== Task directions ==
Write the data out again in full, with no departure from the original.

== Entries supplied ==
┄┄┄┄┄┄
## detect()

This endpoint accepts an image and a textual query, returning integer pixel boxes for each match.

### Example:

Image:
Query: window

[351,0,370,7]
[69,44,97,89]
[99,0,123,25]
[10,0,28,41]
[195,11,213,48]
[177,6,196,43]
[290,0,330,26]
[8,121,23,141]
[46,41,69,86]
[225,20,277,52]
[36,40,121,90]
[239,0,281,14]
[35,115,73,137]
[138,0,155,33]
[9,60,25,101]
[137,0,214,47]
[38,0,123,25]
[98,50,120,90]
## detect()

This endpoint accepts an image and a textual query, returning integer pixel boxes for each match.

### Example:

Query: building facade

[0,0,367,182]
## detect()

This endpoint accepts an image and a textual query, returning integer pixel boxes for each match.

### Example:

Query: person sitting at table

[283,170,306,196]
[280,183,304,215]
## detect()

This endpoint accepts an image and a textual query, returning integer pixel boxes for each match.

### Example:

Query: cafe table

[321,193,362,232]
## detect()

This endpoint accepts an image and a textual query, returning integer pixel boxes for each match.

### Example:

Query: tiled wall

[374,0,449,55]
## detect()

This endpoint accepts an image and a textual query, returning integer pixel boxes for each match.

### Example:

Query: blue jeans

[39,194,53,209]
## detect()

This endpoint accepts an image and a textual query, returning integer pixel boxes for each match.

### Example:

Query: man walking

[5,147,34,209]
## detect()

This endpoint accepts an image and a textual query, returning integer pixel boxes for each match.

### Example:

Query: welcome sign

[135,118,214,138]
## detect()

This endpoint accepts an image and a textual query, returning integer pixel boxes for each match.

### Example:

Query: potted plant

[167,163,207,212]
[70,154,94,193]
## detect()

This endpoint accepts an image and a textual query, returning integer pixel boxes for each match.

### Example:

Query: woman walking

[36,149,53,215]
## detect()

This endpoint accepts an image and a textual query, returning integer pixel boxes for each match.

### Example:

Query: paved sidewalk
┄┄┄┄┄┄
== The completed task ==
## detect()

This endpoint accepts an image and a textual query, returning integer pixel boxes for each match.

### Example:

Image:
Query: window

[351,0,370,7]
[69,44,97,89]
[99,0,123,25]
[10,0,28,41]
[195,11,213,48]
[177,6,196,43]
[290,0,330,26]
[8,121,23,141]
[46,41,69,86]
[225,20,277,52]
[36,40,121,90]
[239,0,281,14]
[35,115,73,137]
[138,0,155,33]
[9,60,25,101]
[137,0,214,47]
[38,0,123,25]
[98,50,120,90]
## detect()

This endpoint accepts an image and a textual query, returning integer pixel boxes for each match.

### Example:

Query: building facade

[0,0,367,182]
## detect()

This endpoint accepts an image and a textual query, returning integer pixel boxes for each match.

### Example:

Query: person sitting at table

[283,170,306,196]
[280,183,304,215]
## detect()

This endpoint accepts an image and a textual query, returning integer pixel boxes for each match.

### Example:

Query: cafe table

[321,193,362,232]
## detect()

This endpoint accepts an image and a textual query, returning integer pixel boxes for each match.

### Example:

Query: tiled wall

[374,0,449,55]
## detect()

This endpoint accepts an image and a textual query, returning integer pixel boxes for each match.

### Example:

Query: blue jeans

[39,194,53,209]
## detect()

This endpoint accepts an image and a textual query, returning integer pixel boxes for each match.

### Example:

Query: man walking

[5,147,34,209]
## detect()

This endpoint accepts an image and a textual query, returning integer pixel boxes for each match.

### Example:

Query: welcome sign

[135,118,214,138]
## detect()

This endpoint accepts an image and a textual query, returning integer pixel boxes for each match.

### Example:

Query: potted plant

[167,163,207,212]
[70,154,94,193]
## detect()

This endpoint accepts an image and a textual query, returning integer pixel boxes for each match.

### Example:

Query: woman walking

[36,149,53,215]
## detect()

This endpoint accepts an image and a textual query, returning integer pixel boxes for each match.

### Example:

Query: paved sidewalk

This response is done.